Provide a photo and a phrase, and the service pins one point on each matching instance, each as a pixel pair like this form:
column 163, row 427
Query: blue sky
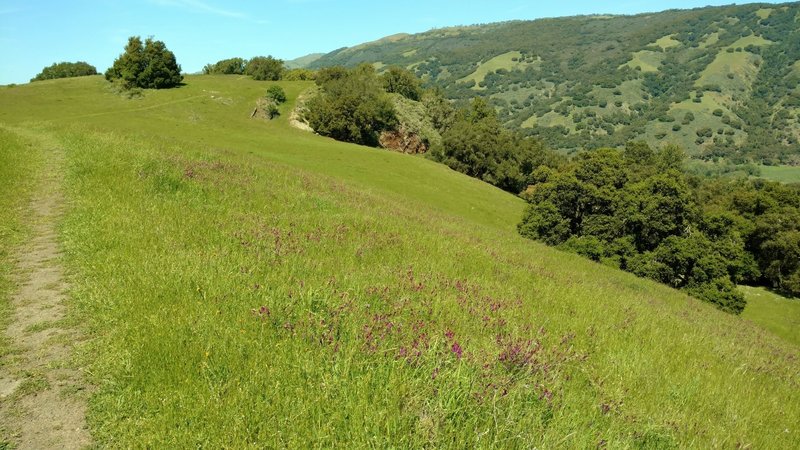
column 35, row 34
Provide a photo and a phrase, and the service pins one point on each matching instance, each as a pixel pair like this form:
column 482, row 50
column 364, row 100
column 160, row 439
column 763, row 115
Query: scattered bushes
column 147, row 66
column 264, row 68
column 635, row 210
column 351, row 105
column 65, row 70
column 231, row 66
column 276, row 94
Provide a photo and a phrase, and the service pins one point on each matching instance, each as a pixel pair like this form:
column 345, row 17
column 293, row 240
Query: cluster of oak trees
column 637, row 210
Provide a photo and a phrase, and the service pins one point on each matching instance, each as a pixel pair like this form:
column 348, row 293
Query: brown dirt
column 403, row 141
column 42, row 394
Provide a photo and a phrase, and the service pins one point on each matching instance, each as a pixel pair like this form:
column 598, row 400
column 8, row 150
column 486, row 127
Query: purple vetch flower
column 457, row 350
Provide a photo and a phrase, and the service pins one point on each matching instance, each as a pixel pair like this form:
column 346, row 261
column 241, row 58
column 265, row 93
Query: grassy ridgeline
column 249, row 285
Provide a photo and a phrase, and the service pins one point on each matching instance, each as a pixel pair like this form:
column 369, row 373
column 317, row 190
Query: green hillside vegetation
column 765, row 307
column 601, row 81
column 244, row 284
column 303, row 61
column 65, row 70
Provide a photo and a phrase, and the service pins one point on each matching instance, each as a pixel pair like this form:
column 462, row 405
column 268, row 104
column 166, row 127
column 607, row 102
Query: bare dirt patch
column 42, row 394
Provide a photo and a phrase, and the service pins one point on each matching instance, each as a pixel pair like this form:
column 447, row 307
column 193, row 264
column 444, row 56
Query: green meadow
column 243, row 284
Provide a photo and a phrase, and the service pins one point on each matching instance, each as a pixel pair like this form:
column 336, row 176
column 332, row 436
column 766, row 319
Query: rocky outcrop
column 403, row 141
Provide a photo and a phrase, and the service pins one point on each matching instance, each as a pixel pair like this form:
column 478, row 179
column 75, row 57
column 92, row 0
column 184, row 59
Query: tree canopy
column 265, row 68
column 148, row 65
column 351, row 106
column 635, row 210
column 230, row 66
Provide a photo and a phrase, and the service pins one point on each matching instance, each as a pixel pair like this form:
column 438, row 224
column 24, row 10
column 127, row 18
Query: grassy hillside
column 248, row 285
column 592, row 81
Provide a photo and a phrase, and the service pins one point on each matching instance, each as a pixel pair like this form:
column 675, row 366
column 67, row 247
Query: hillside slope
column 721, row 81
column 248, row 285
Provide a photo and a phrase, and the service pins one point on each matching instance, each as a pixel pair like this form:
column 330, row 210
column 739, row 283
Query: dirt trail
column 42, row 394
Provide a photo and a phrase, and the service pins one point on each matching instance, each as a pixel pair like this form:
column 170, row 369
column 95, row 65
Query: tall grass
column 241, row 303
column 247, row 286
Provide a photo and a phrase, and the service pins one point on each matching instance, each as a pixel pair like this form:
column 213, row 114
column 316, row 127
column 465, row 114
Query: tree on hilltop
column 65, row 70
column 148, row 65
column 230, row 66
column 265, row 68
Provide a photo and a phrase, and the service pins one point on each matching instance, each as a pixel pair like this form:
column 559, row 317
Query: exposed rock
column 403, row 141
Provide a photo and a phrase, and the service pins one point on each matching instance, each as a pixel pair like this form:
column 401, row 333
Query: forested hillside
column 719, row 81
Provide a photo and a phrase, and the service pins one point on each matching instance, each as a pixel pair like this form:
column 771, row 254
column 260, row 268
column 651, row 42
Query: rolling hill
column 244, row 284
column 720, row 81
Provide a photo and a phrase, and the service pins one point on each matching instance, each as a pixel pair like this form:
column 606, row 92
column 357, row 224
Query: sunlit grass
column 777, row 314
column 246, row 285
────
**Task goal**
Give every record again word for word, pictures excluded.

**Result of the task**
Provide a photo and a phrase, and the service pins one point on each matching instance, each as a pixel pair like this form:
column 163, row 427
Query: blue sky
column 35, row 34
Provide a photo and a phrase, and the service pins one point on each matching instance, each as a pixel pair like this form:
column 482, row 50
column 364, row 100
column 160, row 439
column 763, row 115
Query: scattered bushes
column 147, row 66
column 264, row 68
column 635, row 210
column 351, row 105
column 65, row 70
column 231, row 66
column 276, row 94
Provide a photo and a phrase, and the service pins one point on each matching instance, each as a pixel pair like this form:
column 345, row 17
column 293, row 240
Query: cluster of oak trees
column 637, row 210
Provide a photo and a phrase, and the service pins one point on each matching instance, each as a pixel pair like this form:
column 348, row 293
Query: brown dirt
column 403, row 141
column 42, row 394
Provide a photo and a phrase, and the service pins one point on each matching instance, each as a pixel pair like this form:
column 598, row 400
column 8, row 150
column 486, row 127
Query: purple vetch flower
column 457, row 350
Provide a photo and a phrase, and the service pins one point on each matching instance, each as a pixel pair like this form:
column 346, row 261
column 241, row 58
column 265, row 93
Query: grassy ridgeline
column 249, row 285
Provide a photo and a phrase, and the service pins one point on each matching instance, each as a pixel pair like this form:
column 369, row 373
column 317, row 190
Query: green hillside vegetation
column 765, row 307
column 601, row 81
column 244, row 284
column 303, row 61
column 65, row 70
Provide a photo and a phrase, and the service pins one point on each matching instance, each as a pixel pair like this form:
column 462, row 405
column 268, row 104
column 166, row 127
column 607, row 102
Query: bare dirt patch
column 42, row 394
Provide a photo and a phrase, and the service pins one point on each matching instance, each as a pixel pair like this form:
column 447, row 307
column 193, row 264
column 444, row 56
Query: green meadow
column 243, row 284
Provide a photo and a phrase, and the service pins one point on each matching instance, each as a pixel pair like this form:
column 336, row 176
column 332, row 436
column 766, row 319
Query: rocky outcrop
column 403, row 141
Provide a photo and a phrase, and the service pins one point on each matching instance, each as a pixel pair like this form:
column 478, row 179
column 75, row 57
column 92, row 0
column 184, row 59
Query: tree canopy
column 265, row 68
column 148, row 65
column 351, row 106
column 635, row 210
column 230, row 66
Provide a photo and a phrase, and the service pins one point on each matching instance, each as a pixel pair like this form:
column 438, row 224
column 24, row 10
column 127, row 18
Query: grassy hillside
column 248, row 285
column 592, row 81
Provide a photo and a phrase, and the service pins one point on each matching instance, each as a pixel pair like this form:
column 675, row 366
column 67, row 247
Query: hillside slope
column 721, row 81
column 248, row 285
Provide a photo and a phrase, and the service pins one point on each matching instance, each as a pixel pair like this form:
column 330, row 210
column 739, row 283
Query: dirt trail
column 42, row 394
Provide a photo and a phrase, and the service pins one point on each matching instance, each as a pixel pair like this form:
column 170, row 369
column 95, row 65
Query: tall grass
column 241, row 303
column 247, row 286
Provide a photo and a phrase, and the service pins one point on each matching instance, each as a pixel pair like this form:
column 213, row 114
column 316, row 127
column 465, row 114
Query: tree on hilltop
column 65, row 70
column 148, row 65
column 230, row 66
column 265, row 68
Provide a photo and a phrase, and the service pins one point on each matching instance, each as a pixel pair like this form:
column 559, row 317
Query: exposed rock
column 403, row 141
Provide a photo and a phrase, and the service pins one point on each matching instance, each as a pixel pair like this form:
column 401, row 333
Query: forested hillside
column 719, row 81
Provide a photo and a phrase, and the service pins one point on each matching instance, each as a pixel pair like this form:
column 771, row 254
column 260, row 268
column 651, row 42
Query: rolling hill
column 244, row 284
column 720, row 81
Provide a photo and a phrase, and the service pins one point on each matching instance, each as a pixel pair like this form:
column 606, row 92
column 357, row 224
Query: sunlit grass
column 777, row 314
column 246, row 285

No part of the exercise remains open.